Stored data entries
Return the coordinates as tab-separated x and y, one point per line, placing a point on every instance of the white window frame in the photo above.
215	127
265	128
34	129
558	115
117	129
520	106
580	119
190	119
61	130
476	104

AIM OF THE TASK: Would you write out all of the data again, unchanged?

EXERCISE OUTPUT:
Return the coordinates as tab-separated x and y, one point per line, placing a point on every instance of the white window frame in the photo above.
215	127
265	128
34	129
558	115
117	129
520	106
580	119
190	119
61	130
476	104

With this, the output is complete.